(PROBLEM TO SOLVE): The lines from the top of the records below through the one containing "positive clicks: (128, 459)" are to be transcribed exactly, and nothing else is to be added.

Collected data entries
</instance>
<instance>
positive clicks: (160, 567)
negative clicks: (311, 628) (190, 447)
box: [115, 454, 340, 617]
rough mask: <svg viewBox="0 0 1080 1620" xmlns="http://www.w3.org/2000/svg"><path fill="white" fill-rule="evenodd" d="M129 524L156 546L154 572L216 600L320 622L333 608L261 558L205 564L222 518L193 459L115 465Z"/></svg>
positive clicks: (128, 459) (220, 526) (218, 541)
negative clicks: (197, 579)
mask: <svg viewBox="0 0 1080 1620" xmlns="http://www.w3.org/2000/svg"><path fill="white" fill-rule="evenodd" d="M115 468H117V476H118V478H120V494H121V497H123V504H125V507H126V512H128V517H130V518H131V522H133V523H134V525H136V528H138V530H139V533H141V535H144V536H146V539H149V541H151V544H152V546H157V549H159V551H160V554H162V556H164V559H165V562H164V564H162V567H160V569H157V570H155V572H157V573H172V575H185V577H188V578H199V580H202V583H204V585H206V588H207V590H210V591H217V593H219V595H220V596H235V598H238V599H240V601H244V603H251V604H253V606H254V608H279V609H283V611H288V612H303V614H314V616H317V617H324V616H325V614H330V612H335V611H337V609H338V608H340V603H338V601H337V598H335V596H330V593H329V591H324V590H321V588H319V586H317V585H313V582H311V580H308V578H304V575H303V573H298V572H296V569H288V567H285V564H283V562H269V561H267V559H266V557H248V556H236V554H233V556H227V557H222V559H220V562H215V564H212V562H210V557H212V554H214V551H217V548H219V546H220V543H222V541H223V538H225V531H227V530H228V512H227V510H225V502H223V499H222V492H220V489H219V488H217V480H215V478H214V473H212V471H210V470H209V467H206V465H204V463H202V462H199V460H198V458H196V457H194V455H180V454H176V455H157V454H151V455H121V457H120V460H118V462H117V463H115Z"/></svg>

(OUTPUT OF THE EXERCISE):
</instance>
<instance>
positive clicks: (160, 567)
negative clicks: (311, 628) (190, 447)
box: [115, 454, 340, 617]
rough mask: <svg viewBox="0 0 1080 1620" xmlns="http://www.w3.org/2000/svg"><path fill="white" fill-rule="evenodd" d="M129 524L156 546L154 572L216 600L320 622L333 608L261 558L205 564L222 518L193 459L115 465Z"/></svg>
positive clicks: (128, 459) (220, 526) (218, 541)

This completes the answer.